• **Document section**:

Ms. Duke. Thank you. Yes. The bulk of our work was on
trying to identify barriers for the market to seek its own
level. One of the most obvious signals is the difference in the
rental market and the owner occupied market. Right now, you
have prices falling and vacancies falling in the owner occupied
market, and then you have lower vacancies and higher prices in
the rental market, which indicates that the market wants to
move housing from owner occupied to rental.
Some of the frictions that are involved in this are
difficulties in aggregating the properties together in getting
the properties for rental, financing for these properties, and
in some cases, regulatory barriers to facilitating a movement
to rental in these properties. So that is why there is a strong
discussion of REO to rental.
Other barriers that we identified were barriers to
refinancing, primarily loans that were underwater, high loan-
to-value loans, and so we discuss some of the changes that
might be made in order to facilitate refinancing of those
loans.
Chairman Johnson. Mr. DeMarco, at our last housing hearing,
Democrats, Republicans, and experts stated that there is more
FHFA can do and should be doing to expand refinancing
opportunities. Yes or no, will you act without delay to take
additional steps to provide more Americans with the opportunity
to refinance at historically low market rates? If so, what
steps will you take?
Mr. DeMarco. Mr. Chairman, I believe we have already taken
those steps through the changes we announced to the HARP
program in October. The program actually became effective in
December and we are seeing just the first fruits of that. So if
there are additional changes to the HARP program that anyone
would like to suggest to us, I would be quite pleased to
immediately take a look at it and see if we can implement them,
if that is going to help further this process along. But I
believe the steps we took in creating the HARP 2.0 program, if
you will, was a very responsive and responsible set of actions
and I am very encouraged by the early indications from the
marketplace regarding this program.
Chairman Johnson. Mr. DeMarco, your plan is currently a
high-level document without much detail. You have indicated
that you will be conducting additional analysis to implement
the plan to contract the role of the GSEs. What is your time
line for doing so? In this analysis, how will you account for
factors that are important to the operations of a healthy
secondary market?
Mr. DeMarco. So, Mr. Chairman, you are right. What we sent
up here was a strategic plan. It is meant to set the broad
goals, the things that we want to achieve in this next period
of conservatorship. Now that we have established those goals,
the next step is to develop specific operating plans, to
examine particular options for how we go about achieving those
goals, and it is in that process that we will develop specific
time lines with regard to particular actions.

• **Records**:

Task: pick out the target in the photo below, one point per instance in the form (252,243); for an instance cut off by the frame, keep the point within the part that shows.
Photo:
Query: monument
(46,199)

==

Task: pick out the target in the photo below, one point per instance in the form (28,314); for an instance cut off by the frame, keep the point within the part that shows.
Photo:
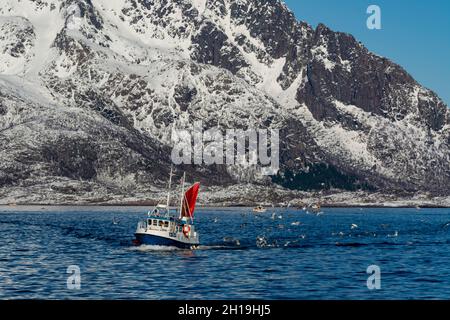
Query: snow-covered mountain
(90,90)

• **Exercise set**:
1: According to the hearing transcript, in what month did the changes to the HARP program become effective?
2: Repeat, word for word, the stretch of the hearing transcript from "Ms. Duke. Thank" through "occupied to rental.".
3: Name every speaker who talks in the hearing transcript, as each is labeled there.
The entries have no connection to the hearing transcript.

• **Task-by-task results**:
1: December.

2:
Ms. Duke. Thank you. Yes. The bulk of our work was on
trying to identify barriers for the market to seek its own
level. One of the most obvious signals is the difference in the
rental market and the owner occupied market. Right now, you
have prices falling and vacancies falling in the owner occupied
market, and then you have lower vacancies and higher prices in
the rental market, which indicates that the market wants to
move housing from owner occupied to rental.

3: Ms. Duke, Chairman Johnson, Mr. DeMarco